* [Exercise material]:
[Start]

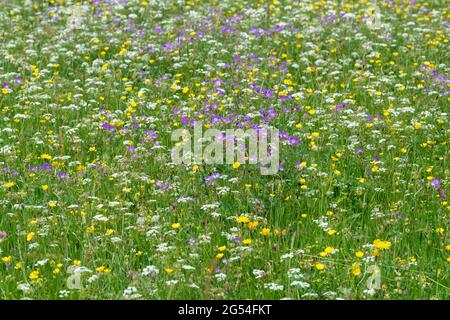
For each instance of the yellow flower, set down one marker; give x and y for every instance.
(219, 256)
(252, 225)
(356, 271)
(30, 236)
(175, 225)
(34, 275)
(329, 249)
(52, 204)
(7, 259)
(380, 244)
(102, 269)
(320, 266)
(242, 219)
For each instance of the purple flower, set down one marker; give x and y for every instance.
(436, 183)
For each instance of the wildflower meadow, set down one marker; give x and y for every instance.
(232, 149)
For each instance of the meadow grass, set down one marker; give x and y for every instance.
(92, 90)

[End]
[Start]

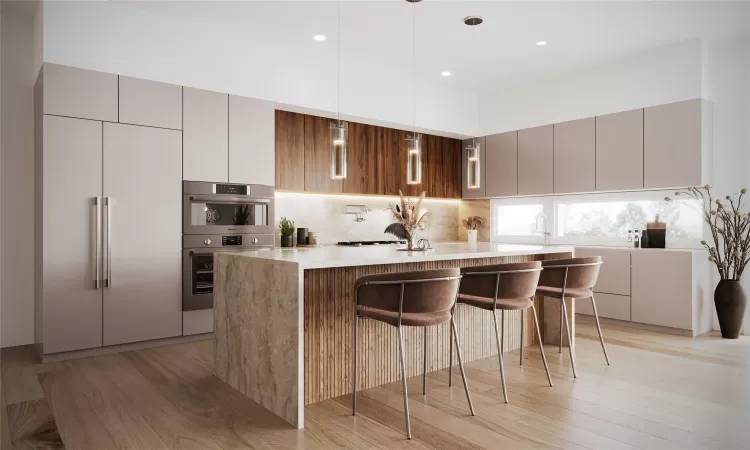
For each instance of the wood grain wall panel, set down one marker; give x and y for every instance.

[End]

* [Brief]: Which lines of the data contain the word "meadow"? Return each of those lines in full.

* [Result of the exercise]:
For each instance of the wildflower meadow, set down one marker; give x and y for every instance.
For each instance of the meadow grass, set down one marker; give x and y for every instance.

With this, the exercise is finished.